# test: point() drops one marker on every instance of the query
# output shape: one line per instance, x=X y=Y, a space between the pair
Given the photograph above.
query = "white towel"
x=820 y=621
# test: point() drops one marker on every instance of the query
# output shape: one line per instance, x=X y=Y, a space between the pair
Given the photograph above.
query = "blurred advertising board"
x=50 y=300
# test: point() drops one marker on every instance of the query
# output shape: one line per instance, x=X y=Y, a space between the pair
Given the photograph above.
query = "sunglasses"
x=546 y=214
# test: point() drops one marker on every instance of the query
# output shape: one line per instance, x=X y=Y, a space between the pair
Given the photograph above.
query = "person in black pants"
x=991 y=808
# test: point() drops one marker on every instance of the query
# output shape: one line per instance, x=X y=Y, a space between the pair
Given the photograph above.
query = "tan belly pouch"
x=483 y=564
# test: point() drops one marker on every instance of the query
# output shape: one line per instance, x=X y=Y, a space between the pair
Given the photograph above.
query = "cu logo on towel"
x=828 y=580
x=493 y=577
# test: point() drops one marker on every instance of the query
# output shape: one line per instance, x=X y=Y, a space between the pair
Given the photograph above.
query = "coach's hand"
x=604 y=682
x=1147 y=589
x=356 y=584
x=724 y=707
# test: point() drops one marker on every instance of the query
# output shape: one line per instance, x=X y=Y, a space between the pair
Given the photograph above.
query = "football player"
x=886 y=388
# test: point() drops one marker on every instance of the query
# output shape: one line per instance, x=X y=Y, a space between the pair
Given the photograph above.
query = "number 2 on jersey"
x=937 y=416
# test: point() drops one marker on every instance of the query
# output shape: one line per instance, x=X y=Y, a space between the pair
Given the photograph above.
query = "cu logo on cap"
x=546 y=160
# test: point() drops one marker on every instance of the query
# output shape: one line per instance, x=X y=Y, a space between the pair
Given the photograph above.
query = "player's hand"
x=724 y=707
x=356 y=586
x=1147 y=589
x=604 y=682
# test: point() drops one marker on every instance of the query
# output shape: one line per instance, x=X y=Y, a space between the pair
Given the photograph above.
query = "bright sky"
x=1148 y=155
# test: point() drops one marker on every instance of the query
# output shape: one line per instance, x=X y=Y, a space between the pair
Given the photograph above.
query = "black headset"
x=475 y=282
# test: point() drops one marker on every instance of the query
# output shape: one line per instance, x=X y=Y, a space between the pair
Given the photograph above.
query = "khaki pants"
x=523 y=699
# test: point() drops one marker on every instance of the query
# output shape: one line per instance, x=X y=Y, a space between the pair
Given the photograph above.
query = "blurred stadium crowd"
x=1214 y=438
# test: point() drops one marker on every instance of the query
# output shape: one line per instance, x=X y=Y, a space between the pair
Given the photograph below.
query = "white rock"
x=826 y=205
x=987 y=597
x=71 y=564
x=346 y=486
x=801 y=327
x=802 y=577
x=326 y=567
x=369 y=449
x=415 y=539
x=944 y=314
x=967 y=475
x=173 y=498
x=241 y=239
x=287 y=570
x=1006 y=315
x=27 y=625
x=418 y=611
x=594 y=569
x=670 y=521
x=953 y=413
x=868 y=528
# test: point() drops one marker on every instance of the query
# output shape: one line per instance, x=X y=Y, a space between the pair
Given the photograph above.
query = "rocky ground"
-------
Present every line of the items above as a numbered list, omitting any blank lines.

1. # test: point() drops one marker on every instance of the query
2. # output shape: one line per instance, x=X y=Y, a space between the pair
3. Given the photograph above.
4. query = "white towel"
5. x=820 y=621
6. # test: point() drops one marker on every instance of the query
7. # output shape: one line per instance, x=X y=Y, a space between the pair
8. Given the photograph above.
9. query = "blurred advertising board"
10. x=50 y=300
11. # test: point() drops one marker on every instance of the query
12. # output shape: one line per instance, x=X y=Y, a space between the pair
13. Given the photograph above.
14. query = "sunglasses"
15. x=546 y=214
16. # test: point() drops one marker on every instance of the query
17. # output shape: one line per instance, x=X y=Y, a space between the pair
18. Given the photograph above.
19. query = "person in black pants"
20. x=991 y=808
21. # test: point() drops one marker on every instance of the query
22. # output shape: one line per instance, x=X y=Y, a space between the pair
23. Given the photograph above.
24. query = "tan belly pouch"
25. x=483 y=564
26. # test: point() drops one marker on every instance of the query
27. # output shape: one line per instance, x=X y=Y, a space between the pair
28. Given the photograph above.
29. query = "cu logo on towel"
30. x=828 y=580
31. x=493 y=577
32. # test: point() drops one marker on every instance of the query
33. # output shape: one line per instance, x=X y=Y, a space between the pair
34. Given the photograph above.
35. query = "coach's hand"
36. x=604 y=682
37. x=1147 y=589
38. x=356 y=584
39. x=724 y=707
40. # test: point() drops one marker on every instance of the query
41. # output shape: one line per instance, x=X y=Y, a space between the pair
42. Given the photograph above.
43. query = "football player"
44. x=886 y=388
45. # test: point() drops one marker on every instance of the query
46. # output shape: one line per instance, x=X y=Y, a space between the pair
47. Given the photograph above.
48. query = "number 2 on jersey"
49. x=937 y=416
50. # test: point() drops one marker on every instance of the query
51. # output shape: one line per instance, x=X y=Y, a space between the pair
52. Given the photograph above.
53. query = "cu logo on cap"
54. x=546 y=160
55. # test: point() drops one marker on every instance of the query
56. # output shape: one line per instance, x=X y=Y, a space between the pair
57. Given the photograph above.
58. query = "player's hand"
59. x=724 y=707
60. x=356 y=586
61. x=1147 y=589
62. x=604 y=682
63. # test: point() drops one marker on every instance of the query
64. # output shape: one line per instance, x=X y=Y, a space between the pair
65. Given the photograph above.
66. query = "bright sky"
67. x=1148 y=155
68. # test: point() drops one marker on every instance of the query
69. # output shape: one line per instance, x=X y=Y, a space between the pair
70. Given the photograph above.
71. query = "black headset"
72. x=475 y=282
73. # test: point() drops one marker on every instance of the query
74. # output shape: one line per instance, x=X y=Y, a space between the pair
75. Given the photograph above.
76. query = "khaki pants"
77. x=523 y=699
78. # test: point() drops one marker on every instance of the query
79. # output shape: one line per instance, x=X y=Y, a space between the pair
80. Given the photograph above.
81. query = "blurred stadium crowd"
82. x=1214 y=438
83. # test: point() drops one marker on every instance of the query
84. # output shape: one line per instance, x=X y=Y, a space between the pair
85. Given the photograph below.
86. query = "white rock"
87. x=826 y=205
88. x=987 y=597
89. x=71 y=564
90. x=346 y=486
91. x=801 y=327
92. x=802 y=577
93. x=326 y=567
94. x=369 y=449
95. x=415 y=539
96. x=944 y=314
97. x=967 y=475
98. x=173 y=498
99. x=241 y=239
100. x=287 y=570
101. x=1006 y=315
102. x=27 y=625
103. x=418 y=611
104. x=594 y=569
105. x=670 y=521
106. x=953 y=413
107. x=868 y=528
108. # test: point() drops one marker on every instance of the query
109. # output shape: one line per instance, x=X y=Y, a space between the pair
110. Given the photograph above.
111. query = "rocky ground"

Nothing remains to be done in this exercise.